■ Texto de lectura ■

※ ※ ※

Cada vez que se publica un nuevo descubrimiento sobre la capacidad del cerebro me pregunto si, algún día, cualquier extraño podrá desvelar hasta la última de nuestras interioridades; si un TAC para determinar la causa de unas migrañas revelará qué votamos, qué tememos, a quién amamos. Conocer cómo se comporta la mente, cómo se produce y se transmite –axón a axón– el pulso eléctrico que nos hace ser de un modo o de otro muy distinto me genera cierto desasosiego. En cambio, aceptar que un órgano define el rumbo que seguimos, sin saber a qué proceso fisiológico se debe, otorga un mayor espacio a la libertad de creer, de actuar, de querer. También a la imprevisibilidad.

※ ※ ※

■ Extractos del material ■
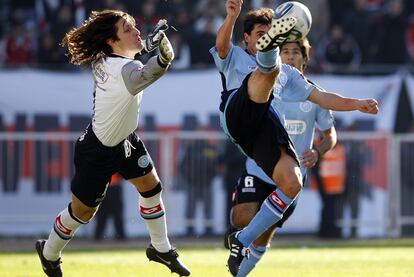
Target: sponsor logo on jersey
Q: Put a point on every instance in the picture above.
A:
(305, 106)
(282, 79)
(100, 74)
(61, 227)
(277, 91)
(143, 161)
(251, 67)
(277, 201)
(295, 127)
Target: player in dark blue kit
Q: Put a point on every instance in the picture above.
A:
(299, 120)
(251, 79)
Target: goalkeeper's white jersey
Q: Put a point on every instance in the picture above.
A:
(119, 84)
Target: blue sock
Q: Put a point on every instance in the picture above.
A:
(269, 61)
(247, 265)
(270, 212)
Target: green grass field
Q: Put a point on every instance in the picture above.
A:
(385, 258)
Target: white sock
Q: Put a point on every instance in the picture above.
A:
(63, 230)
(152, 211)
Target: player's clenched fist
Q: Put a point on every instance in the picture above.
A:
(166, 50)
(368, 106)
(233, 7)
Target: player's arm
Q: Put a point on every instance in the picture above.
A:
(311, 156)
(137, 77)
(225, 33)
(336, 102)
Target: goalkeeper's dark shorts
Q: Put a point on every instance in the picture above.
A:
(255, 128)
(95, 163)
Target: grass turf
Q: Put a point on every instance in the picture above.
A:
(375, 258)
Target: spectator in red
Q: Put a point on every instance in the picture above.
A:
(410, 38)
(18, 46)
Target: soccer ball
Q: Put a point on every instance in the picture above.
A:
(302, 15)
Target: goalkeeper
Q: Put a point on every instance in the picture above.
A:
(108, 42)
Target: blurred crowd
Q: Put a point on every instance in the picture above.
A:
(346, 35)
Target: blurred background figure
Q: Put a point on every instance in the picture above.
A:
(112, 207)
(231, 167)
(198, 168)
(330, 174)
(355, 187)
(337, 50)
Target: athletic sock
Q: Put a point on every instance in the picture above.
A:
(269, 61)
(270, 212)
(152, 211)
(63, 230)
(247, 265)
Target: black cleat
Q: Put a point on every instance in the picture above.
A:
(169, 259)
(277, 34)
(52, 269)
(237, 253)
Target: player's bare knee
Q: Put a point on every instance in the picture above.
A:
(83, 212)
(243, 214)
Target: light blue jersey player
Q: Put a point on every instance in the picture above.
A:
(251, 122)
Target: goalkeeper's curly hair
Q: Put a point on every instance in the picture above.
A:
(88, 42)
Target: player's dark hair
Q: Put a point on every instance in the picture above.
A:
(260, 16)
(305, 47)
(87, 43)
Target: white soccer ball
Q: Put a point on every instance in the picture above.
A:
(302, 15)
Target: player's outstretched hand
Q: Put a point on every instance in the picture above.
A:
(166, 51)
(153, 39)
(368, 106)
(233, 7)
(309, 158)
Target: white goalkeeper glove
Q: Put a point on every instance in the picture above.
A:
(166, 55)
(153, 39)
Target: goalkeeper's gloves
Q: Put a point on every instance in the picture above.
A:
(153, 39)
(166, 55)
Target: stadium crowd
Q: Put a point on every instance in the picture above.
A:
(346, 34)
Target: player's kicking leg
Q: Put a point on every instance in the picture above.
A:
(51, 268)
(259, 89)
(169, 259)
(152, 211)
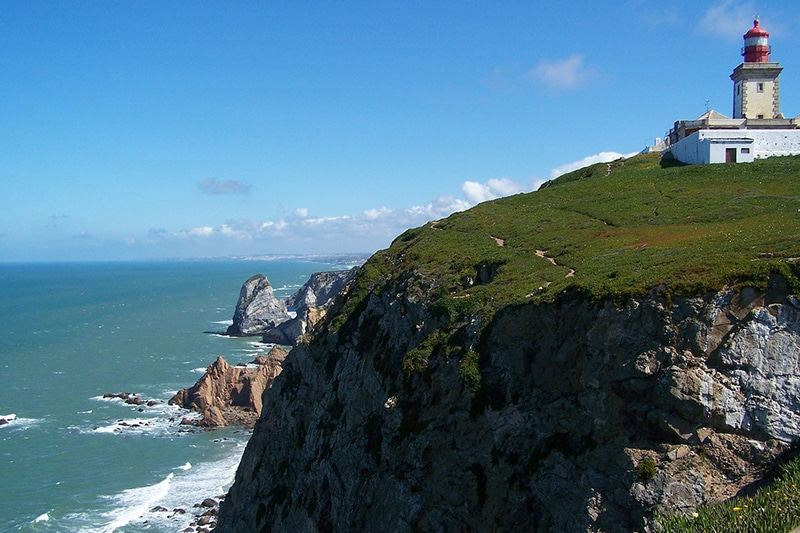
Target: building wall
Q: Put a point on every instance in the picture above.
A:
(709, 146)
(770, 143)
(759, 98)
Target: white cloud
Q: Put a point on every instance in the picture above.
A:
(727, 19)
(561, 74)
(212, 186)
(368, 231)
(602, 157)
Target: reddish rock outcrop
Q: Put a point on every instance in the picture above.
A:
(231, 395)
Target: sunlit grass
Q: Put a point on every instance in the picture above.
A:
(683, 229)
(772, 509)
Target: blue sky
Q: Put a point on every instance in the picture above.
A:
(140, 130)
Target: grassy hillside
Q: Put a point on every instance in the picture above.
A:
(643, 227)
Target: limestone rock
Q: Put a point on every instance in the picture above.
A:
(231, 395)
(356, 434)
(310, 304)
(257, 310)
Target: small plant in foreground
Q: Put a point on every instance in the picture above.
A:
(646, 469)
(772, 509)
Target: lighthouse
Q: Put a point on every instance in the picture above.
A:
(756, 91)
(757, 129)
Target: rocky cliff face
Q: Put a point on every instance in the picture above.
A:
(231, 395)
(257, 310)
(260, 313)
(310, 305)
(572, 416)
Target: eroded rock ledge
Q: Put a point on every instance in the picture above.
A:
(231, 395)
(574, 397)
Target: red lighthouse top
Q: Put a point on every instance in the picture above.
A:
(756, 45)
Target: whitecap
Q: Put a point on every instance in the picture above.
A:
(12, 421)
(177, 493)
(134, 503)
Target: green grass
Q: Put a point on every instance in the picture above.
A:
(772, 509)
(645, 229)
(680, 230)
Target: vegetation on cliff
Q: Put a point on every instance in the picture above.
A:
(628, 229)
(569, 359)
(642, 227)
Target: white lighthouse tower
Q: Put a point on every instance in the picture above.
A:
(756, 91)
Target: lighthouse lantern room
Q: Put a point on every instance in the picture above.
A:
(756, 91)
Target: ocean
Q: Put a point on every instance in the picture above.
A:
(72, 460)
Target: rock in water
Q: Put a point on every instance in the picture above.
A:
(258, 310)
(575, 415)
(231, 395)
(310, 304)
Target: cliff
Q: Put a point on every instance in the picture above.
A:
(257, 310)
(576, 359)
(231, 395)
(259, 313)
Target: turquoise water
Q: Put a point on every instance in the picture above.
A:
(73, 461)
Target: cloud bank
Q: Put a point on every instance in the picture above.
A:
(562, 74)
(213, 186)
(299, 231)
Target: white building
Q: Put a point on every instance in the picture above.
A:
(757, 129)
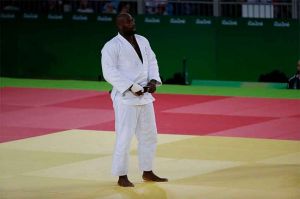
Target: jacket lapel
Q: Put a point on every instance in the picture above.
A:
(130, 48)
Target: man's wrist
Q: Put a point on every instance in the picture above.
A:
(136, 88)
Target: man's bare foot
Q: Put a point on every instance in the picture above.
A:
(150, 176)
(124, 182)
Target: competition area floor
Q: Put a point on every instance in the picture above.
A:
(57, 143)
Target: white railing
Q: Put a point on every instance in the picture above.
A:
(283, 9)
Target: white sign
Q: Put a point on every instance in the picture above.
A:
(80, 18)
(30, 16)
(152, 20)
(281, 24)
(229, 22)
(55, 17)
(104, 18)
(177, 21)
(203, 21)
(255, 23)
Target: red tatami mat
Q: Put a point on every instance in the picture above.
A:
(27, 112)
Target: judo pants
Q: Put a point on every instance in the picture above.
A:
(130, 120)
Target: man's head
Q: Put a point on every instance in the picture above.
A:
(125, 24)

※ ※ ※

■ Ejercicios por hacer ■
**1)** Repite al pie de la letra el fragmento del texto sobre el cerebro que va desde "Cada vez que" hasta "a la imprevisibilidad.".
**2)** Resume en forma de lista el párrafo del texto sobre el cerebro que comienza con "Cada vez que se publica", sin perder sus datos principales.
El material no guarda relación con el texto sobre el cerebro.

■ Tus respuestas ■
**1)**
Cada vez que se publica un nuevo descubrimiento sobre la capacidad del cerebro me pregunto si, algún día, cualquier extraño podrá desvelar hasta la última de nuestras interioridades; si un TAC para determinar la causa de unas migrañas revelará qué votamos, qué tememos, a quién amamos. Conocer cómo se comporta la mente, cómo se produce y se transmite –axón a axón– el pulso eléctrico que nos hace ser de un modo o de otro muy distinto me genera cierto desasosiego. En cambio, aceptar que un órgano define el rumbo que seguimos, sin saber a qué proceso fisiológico se debe, otorga un mayor espacio a la libertad de creer, de actuar, de querer. También a la imprevisibilidad.

**2)**
- Ante cada nuevo descubrimiento sobre el cerebro, quien escribe se pregunta si algún día un extraño podrá conocer todas nuestras interioridades. Por ejemplo, si un TAC para las migrañas revelará qué votamos, qué tememos y a quién amamos.
- Conocer cómo se comporta la mente y cómo se transmite, axón a axón, el pulso eléctrico que nos define le genera cierto desasosiego.
- En cambio, aceptar que un órgano marca nuestro rumbo sin saber qué proceso fisiológico lo causa deja más espacio a la libertad de creer, actuar y querer, y también a la imprevisibilidad.